### What to do
Give back every record exactly, images excluded.

Referring expression pointing data
────

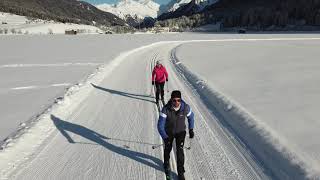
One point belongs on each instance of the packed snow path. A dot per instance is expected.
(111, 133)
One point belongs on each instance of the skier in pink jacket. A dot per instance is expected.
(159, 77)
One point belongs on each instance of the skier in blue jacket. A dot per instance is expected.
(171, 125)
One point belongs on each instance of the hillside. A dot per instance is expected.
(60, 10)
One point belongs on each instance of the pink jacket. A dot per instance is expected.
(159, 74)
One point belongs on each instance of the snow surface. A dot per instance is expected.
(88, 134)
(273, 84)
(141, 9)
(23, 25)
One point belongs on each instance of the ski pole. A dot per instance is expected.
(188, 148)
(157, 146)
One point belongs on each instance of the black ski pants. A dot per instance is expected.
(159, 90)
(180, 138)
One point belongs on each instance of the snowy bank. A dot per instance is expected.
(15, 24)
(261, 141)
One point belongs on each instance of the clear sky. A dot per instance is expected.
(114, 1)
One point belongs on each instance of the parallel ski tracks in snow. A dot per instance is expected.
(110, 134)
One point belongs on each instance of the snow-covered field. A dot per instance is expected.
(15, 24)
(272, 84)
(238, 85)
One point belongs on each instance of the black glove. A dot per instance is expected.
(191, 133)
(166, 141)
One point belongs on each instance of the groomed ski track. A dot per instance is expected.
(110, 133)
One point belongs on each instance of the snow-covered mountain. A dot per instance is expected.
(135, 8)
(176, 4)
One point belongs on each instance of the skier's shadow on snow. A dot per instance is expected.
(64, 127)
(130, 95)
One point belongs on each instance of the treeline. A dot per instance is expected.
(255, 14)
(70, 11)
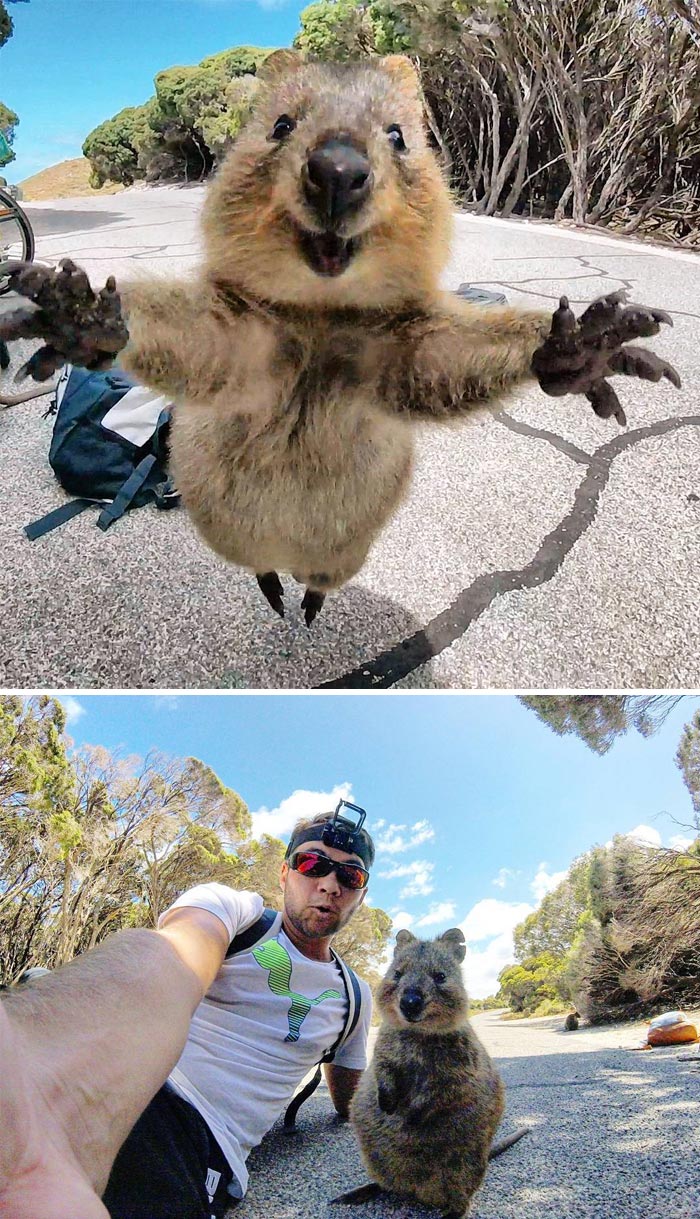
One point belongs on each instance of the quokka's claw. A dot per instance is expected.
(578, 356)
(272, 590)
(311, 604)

────

### Output of the task
One point belongs on each instance of the packed snow path. A dot per instance is expected.
(111, 133)
One point belongs on each instance of the skier in pink jacket. A dot per instance is expected.
(159, 77)
One point belongs on each instance of the skier in blue jacket. A dot per instance is expected.
(171, 125)
One point belongs on each instance of the hillside. A dot per instance is expected.
(60, 10)
One point belongs on each instance of the pink jacket. A dot per instance is expected.
(159, 74)
One point belongs on each instance of the snow surface. A dot per instance is expected.
(88, 134)
(273, 84)
(141, 9)
(23, 25)
One point belongs on each instance of the ski pole. A dot per instance is expected.
(188, 148)
(157, 146)
One point belongs on each instance of the black ski pants. A dot per instance is expected.
(159, 90)
(180, 138)
One point belongs on each instance of the snowy bank. A dot per instance is expected.
(15, 24)
(261, 141)
One point belongs on each instance of the clear sky. A dot per instance is expected.
(114, 1)
One point belongs on each instance of the parallel ski tracks in snow. A dot per instance is expected.
(110, 134)
One point belongs on each instance of the snow-covered field. A dot per instance is expected.
(15, 24)
(272, 84)
(238, 85)
One point belongs on each instance of the black glove. A dot per instance is expected.
(191, 133)
(166, 141)
One point belongs on each instance of the groomed ski track. A dot per instance is expected.
(110, 133)
One point belongs on each instance of the snow-covered mountain. A dot per instance is expected.
(135, 8)
(176, 4)
One point belongs on each instance of the skier's shadow on snow. A dot per instance is expected.
(64, 127)
(130, 95)
One point belongs on each instance of the treeline. A dot per instance is expected.
(255, 14)
(70, 11)
One point belongs on each instance of the quokka's claw. A dot per instance is expected.
(578, 356)
(272, 590)
(311, 604)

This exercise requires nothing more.